Data of labeled points =>

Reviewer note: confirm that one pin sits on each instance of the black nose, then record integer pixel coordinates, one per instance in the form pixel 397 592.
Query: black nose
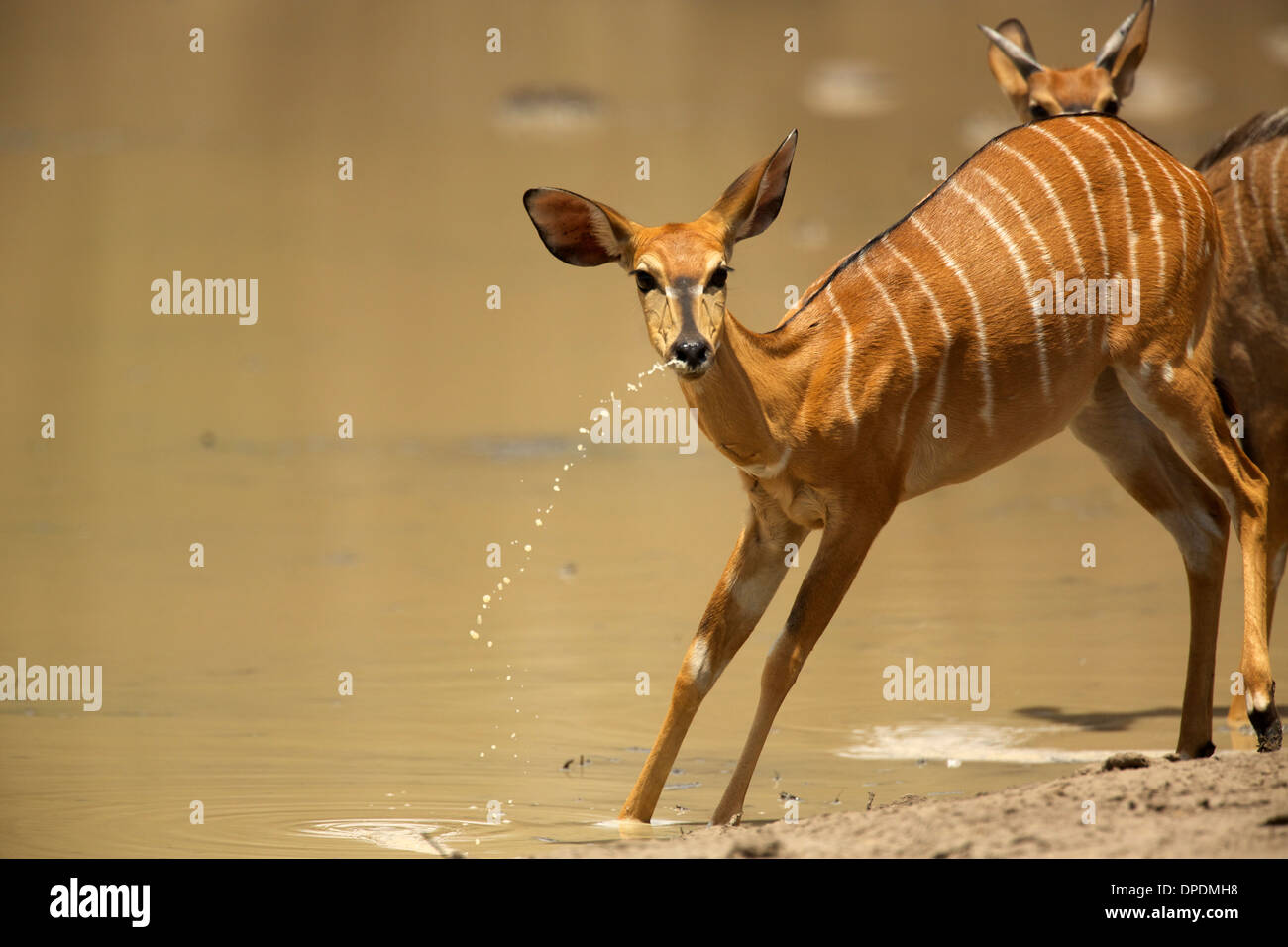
pixel 694 354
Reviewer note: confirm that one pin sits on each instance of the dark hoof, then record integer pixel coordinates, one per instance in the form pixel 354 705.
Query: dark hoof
pixel 1202 753
pixel 1270 732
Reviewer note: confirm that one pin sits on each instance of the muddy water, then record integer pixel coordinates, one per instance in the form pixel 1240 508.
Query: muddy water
pixel 366 557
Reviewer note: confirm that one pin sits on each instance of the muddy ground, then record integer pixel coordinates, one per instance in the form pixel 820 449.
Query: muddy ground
pixel 1234 804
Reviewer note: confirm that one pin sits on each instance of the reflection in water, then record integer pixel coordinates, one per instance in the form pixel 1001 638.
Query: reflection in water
pixel 223 729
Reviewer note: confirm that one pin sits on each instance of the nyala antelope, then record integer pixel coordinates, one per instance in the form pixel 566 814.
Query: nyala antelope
pixel 831 418
pixel 1248 324
pixel 1037 91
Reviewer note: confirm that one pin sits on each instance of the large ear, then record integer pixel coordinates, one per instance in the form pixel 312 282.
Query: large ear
pixel 750 204
pixel 1012 60
pixel 1124 52
pixel 576 230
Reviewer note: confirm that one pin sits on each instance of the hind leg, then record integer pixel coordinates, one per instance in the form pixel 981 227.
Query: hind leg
pixel 1183 403
pixel 1144 463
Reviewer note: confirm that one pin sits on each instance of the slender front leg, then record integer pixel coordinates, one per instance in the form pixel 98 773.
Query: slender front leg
pixel 845 543
pixel 752 575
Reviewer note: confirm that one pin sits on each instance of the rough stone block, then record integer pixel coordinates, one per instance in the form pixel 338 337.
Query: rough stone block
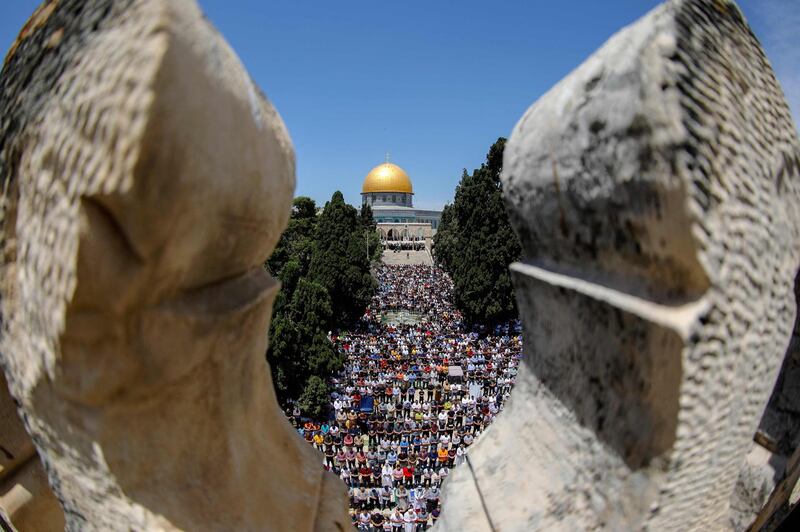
pixel 655 193
pixel 145 181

GOAL => Rewrite the part of the data that opens with the line containing "pixel 338 337." and runs through the end, changing "rough stone block" to "weathered stone block" and keeping everything else the same. Leave the picture out of your answer.

SOLVED EXERCISE =>
Reviewer note: confirm that one pin sits on each instance of the weathered stone block, then record integer pixel coordinates, one per instance in the form pixel 338 337.
Query: weathered stone block
pixel 655 193
pixel 145 181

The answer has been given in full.